Stated task →
Please copy the rows between the line holding "is: aircraft wing." and the line holding "[608, 185, 836, 216]", inclusive, with the requests kept and 108 added to every box coordinate in the answers. Return only those lines.

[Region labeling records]

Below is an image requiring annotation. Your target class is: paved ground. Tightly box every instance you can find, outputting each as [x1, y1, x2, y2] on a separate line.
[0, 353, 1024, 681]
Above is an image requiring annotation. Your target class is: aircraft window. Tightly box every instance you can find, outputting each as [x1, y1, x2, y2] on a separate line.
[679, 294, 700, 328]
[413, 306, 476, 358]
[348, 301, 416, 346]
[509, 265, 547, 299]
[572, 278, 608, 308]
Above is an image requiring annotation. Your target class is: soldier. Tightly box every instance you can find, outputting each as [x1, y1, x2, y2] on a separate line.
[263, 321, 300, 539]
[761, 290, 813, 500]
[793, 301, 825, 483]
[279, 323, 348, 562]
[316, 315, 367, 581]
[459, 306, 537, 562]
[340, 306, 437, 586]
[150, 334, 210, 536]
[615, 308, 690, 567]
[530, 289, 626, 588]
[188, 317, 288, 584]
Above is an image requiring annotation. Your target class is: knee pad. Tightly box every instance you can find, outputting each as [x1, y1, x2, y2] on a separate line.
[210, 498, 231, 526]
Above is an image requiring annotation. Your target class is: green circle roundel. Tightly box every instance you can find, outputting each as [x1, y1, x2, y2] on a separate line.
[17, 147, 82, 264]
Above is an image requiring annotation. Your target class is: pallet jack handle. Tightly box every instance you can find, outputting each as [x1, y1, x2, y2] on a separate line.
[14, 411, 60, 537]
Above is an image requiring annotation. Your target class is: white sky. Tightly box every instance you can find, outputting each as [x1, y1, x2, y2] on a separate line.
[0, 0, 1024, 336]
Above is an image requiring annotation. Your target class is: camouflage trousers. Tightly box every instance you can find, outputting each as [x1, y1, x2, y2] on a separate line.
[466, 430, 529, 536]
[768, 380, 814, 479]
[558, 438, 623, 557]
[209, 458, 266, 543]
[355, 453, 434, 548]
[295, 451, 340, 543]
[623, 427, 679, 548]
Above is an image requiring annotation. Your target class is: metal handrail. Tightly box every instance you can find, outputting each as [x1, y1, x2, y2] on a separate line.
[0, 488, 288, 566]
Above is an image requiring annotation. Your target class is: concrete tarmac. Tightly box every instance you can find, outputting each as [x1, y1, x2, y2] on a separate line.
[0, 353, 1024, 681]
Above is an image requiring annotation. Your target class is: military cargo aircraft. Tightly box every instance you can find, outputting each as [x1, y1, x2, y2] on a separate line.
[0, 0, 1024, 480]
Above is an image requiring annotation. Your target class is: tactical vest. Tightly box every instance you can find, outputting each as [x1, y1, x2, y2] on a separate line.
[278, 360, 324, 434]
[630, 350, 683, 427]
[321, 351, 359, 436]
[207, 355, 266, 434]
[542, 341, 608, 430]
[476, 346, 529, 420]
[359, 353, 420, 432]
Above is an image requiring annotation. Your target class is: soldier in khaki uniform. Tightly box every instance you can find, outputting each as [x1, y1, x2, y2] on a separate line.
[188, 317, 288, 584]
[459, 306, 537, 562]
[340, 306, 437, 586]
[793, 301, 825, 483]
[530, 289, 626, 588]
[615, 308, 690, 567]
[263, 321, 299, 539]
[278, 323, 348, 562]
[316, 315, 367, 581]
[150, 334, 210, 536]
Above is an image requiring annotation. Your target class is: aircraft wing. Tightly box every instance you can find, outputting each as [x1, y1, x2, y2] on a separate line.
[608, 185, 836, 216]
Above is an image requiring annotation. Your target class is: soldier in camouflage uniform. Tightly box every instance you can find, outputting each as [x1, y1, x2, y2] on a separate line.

Answer for this exercise →
Above is an image requiring annotation. Your target class is: aircraft wing. Tightly box every instance you can find, outputting each as [x1, y1, x2, y2] on a separate line.
[716, 293, 944, 324]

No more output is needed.